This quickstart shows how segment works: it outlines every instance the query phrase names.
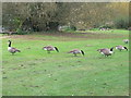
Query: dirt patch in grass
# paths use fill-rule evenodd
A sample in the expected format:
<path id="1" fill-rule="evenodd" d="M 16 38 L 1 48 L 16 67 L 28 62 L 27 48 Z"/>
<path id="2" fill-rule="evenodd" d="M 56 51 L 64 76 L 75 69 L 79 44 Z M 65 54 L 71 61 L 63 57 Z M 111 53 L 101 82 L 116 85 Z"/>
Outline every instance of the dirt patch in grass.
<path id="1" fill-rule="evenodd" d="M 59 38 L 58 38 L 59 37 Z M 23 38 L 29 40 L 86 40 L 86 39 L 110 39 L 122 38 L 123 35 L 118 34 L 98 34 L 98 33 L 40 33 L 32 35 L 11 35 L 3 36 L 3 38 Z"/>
———
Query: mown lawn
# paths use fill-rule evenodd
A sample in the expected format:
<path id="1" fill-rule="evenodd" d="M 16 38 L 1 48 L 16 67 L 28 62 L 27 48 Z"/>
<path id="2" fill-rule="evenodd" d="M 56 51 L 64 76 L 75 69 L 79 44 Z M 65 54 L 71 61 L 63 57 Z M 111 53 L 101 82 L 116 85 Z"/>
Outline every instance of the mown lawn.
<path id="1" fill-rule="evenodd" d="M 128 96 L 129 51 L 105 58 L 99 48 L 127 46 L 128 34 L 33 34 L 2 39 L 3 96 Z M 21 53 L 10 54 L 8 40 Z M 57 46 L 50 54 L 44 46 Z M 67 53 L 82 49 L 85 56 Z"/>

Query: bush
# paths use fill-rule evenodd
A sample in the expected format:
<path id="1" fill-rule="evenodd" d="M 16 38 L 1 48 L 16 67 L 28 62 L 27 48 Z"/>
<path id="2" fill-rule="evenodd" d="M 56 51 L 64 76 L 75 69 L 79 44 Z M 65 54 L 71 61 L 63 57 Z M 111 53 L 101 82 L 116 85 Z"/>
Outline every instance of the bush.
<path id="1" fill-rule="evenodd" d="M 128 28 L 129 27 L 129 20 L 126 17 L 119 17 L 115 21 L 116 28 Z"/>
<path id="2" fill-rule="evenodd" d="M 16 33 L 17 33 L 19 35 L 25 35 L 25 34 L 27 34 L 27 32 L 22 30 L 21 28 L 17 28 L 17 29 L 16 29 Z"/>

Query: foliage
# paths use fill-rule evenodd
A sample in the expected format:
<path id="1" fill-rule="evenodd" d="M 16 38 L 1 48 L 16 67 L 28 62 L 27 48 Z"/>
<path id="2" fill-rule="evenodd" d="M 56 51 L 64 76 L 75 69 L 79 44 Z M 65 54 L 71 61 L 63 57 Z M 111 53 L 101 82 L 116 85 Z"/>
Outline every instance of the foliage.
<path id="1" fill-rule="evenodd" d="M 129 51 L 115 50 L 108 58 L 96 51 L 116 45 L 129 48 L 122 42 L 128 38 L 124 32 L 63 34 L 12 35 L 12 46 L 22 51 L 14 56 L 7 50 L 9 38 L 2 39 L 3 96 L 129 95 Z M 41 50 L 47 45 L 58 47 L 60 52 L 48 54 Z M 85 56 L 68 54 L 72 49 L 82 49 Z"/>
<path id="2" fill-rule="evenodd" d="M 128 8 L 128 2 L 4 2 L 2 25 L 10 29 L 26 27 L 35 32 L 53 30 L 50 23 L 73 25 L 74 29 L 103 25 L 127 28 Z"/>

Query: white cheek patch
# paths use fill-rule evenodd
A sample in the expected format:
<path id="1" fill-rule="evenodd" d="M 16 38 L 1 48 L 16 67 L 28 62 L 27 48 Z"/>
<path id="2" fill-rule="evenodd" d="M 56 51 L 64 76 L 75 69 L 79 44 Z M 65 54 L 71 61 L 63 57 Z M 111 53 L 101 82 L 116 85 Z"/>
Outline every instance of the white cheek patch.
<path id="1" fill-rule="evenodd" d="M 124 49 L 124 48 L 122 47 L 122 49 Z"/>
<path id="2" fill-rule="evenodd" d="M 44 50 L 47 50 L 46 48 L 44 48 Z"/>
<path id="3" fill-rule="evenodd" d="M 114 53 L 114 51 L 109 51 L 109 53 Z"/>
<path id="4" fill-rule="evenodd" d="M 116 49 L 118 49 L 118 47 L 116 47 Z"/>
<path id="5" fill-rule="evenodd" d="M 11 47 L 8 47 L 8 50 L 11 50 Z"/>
———
> **Written problem**
Copy out the listing above without changes, beginning at the line that contains "Query: bush" and ending after the line that contains "16 33 L 17 33".

> **Response**
Query: bush
# paths use fill-rule evenodd
A sample in the expected format:
<path id="1" fill-rule="evenodd" d="M 16 38 L 1 48 L 16 67 L 28 62 L 27 48 Z"/>
<path id="2" fill-rule="evenodd" d="M 56 51 L 64 76 L 75 69 L 79 44 Z M 65 54 L 71 61 L 63 57 Z M 111 53 L 101 82 L 116 85 Z"/>
Outline every instance of the bush.
<path id="1" fill-rule="evenodd" d="M 128 28 L 129 27 L 129 20 L 126 17 L 119 17 L 115 21 L 116 28 Z"/>
<path id="2" fill-rule="evenodd" d="M 16 33 L 17 33 L 19 35 L 25 35 L 25 34 L 27 34 L 27 32 L 22 30 L 21 28 L 17 28 L 17 29 L 16 29 Z"/>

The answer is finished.